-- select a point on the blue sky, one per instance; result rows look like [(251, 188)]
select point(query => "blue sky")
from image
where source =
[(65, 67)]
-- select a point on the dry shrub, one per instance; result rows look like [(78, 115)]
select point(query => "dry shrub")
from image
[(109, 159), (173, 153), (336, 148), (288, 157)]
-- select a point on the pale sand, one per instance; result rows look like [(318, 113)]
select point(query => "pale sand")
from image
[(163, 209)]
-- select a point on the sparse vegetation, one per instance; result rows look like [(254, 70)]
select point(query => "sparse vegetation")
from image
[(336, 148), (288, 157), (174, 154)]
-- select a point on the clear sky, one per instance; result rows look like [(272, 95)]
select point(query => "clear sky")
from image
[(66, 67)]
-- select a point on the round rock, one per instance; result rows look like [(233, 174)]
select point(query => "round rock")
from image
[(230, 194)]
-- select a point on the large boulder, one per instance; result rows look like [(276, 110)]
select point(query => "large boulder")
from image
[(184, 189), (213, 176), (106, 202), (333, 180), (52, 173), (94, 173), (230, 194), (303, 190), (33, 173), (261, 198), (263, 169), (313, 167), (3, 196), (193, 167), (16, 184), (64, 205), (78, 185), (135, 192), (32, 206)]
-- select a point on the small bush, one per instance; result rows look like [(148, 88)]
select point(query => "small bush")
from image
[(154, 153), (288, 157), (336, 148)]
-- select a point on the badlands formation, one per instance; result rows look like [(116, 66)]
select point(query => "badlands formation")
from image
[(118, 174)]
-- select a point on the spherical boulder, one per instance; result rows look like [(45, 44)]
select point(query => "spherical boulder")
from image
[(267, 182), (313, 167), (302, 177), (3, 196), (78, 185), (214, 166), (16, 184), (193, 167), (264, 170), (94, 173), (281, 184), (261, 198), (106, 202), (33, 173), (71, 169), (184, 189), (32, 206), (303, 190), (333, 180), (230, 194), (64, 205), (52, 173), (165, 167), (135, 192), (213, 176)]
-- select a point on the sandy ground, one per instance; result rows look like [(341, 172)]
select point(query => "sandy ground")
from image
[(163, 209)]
================
• **To be done**: Add -117 to every coordinate in the answers and leave every other number unchanged. Write out in full only the material between the lines holding "-- select a point on the badlands" and "192), (213, 176)]", inclusive.

• **Exercise response**:
-- select a point on the badlands formation, one per instance; result rows look like [(116, 66)]
select point(query => "badlands formation")
from image
[(1, 57)]
-- select a point on the spherical boulder, one per instance; result rows look like [(45, 44)]
select point(query => "spherical boulder")
from image
[(150, 65), (196, 50), (185, 60), (-114, 79), (-39, 68), (97, 49), (-101, 67), (76, 50), (147, 53), (-23, 56), (164, 67), (144, 81), (-11, 85), (-84, 56), (-46, 52), (67, 72), (-85, 89), (186, 73), (216, 63), (113, 77), (-53, 88), (-65, 56), (48, 50), (18, 75), (96, 59)]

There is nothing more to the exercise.